INFORMATION SHOWN -
□ □ □ □ □

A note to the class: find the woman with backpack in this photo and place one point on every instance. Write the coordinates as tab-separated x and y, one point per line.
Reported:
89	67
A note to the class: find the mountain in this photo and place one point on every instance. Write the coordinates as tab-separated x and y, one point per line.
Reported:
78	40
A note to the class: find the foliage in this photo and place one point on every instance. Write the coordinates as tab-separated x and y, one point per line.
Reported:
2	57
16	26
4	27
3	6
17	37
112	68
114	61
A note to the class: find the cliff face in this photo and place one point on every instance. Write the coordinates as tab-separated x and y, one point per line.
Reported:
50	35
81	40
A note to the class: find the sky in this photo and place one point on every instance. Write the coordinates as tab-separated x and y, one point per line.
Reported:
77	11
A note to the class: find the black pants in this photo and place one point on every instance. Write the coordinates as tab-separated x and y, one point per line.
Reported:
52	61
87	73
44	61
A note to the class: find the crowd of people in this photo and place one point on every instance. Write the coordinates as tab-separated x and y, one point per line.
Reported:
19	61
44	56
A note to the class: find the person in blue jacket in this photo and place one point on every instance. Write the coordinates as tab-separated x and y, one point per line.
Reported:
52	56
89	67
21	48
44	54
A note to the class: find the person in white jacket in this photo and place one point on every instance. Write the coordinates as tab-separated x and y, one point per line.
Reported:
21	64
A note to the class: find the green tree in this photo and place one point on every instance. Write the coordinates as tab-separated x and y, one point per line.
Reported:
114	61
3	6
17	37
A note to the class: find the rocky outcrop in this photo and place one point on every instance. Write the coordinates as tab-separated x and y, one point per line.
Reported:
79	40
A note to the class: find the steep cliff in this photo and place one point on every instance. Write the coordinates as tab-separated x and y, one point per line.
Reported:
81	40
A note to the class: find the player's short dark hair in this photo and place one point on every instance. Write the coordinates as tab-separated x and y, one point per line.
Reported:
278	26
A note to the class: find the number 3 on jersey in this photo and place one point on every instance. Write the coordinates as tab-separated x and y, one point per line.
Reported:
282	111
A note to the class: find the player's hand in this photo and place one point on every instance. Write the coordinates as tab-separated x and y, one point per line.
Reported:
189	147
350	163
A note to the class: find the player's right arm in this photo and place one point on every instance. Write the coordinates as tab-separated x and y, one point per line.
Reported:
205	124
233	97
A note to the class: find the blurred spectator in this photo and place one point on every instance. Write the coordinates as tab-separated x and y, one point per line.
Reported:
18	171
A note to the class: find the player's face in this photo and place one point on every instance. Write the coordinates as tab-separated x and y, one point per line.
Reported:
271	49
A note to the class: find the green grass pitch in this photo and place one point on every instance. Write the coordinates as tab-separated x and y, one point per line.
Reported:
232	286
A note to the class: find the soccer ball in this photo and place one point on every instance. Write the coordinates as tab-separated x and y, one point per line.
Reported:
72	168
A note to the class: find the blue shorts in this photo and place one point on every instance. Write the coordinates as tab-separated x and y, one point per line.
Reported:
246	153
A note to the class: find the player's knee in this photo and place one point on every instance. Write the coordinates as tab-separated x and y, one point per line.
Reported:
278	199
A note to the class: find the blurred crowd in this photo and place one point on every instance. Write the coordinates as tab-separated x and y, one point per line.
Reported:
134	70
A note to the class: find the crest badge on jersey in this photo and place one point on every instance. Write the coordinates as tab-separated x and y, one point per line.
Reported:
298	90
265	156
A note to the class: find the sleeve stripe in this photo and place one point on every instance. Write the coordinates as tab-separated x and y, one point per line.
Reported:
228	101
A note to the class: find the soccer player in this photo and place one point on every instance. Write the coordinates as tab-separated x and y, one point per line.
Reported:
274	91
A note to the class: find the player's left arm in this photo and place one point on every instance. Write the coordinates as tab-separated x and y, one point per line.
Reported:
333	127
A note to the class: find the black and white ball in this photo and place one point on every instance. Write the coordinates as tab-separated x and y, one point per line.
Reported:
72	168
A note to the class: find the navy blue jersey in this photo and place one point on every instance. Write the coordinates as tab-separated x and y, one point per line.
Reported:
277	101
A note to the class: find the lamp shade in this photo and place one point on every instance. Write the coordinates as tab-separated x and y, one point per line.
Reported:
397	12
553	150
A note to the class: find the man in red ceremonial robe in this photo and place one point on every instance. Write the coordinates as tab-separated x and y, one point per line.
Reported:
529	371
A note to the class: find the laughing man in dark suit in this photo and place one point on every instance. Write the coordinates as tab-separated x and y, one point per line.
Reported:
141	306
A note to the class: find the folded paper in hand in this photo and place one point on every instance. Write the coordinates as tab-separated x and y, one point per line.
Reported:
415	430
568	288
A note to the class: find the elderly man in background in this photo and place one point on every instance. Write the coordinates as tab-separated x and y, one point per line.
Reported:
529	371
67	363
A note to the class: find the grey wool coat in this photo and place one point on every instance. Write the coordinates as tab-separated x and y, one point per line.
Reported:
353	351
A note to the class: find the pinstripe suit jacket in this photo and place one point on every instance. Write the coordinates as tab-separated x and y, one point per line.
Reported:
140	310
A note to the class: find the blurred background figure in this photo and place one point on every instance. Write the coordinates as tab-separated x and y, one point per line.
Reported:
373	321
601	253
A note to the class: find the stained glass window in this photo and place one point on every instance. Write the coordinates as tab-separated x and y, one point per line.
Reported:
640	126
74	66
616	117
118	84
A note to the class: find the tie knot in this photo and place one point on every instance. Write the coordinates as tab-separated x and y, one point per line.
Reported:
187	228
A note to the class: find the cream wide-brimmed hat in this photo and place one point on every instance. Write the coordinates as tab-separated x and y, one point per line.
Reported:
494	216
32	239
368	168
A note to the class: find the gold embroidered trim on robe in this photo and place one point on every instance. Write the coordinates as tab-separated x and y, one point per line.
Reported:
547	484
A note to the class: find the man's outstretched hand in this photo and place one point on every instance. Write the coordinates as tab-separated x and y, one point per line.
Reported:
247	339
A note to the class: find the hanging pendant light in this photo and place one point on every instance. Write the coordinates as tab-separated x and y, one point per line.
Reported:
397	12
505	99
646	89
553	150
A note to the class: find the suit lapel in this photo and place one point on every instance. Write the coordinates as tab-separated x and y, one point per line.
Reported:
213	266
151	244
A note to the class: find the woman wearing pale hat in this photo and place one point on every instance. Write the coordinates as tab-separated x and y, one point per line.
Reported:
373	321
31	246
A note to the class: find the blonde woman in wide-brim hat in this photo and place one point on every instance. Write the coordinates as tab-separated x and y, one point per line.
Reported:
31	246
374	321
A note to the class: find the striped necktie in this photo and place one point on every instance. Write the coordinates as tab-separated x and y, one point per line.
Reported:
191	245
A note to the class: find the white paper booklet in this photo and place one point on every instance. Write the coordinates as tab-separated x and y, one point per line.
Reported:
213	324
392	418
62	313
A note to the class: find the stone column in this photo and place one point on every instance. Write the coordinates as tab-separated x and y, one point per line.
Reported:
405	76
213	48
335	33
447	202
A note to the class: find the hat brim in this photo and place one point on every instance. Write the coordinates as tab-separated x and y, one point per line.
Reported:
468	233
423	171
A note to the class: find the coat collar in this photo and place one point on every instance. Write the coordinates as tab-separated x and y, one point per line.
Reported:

□ □ □ □ □

Filter the listing above for lines with the word "person", and copy each one you find.

A note to the class: find the person in blue jacket in this photo and place one point on every instance. Write the coordinates as tab-separated x and y, one point per line.
A note to the class: find the person in white jacket in this photo and place one point on every instance. Write the coordinates as tab-separated x and y, one point per line.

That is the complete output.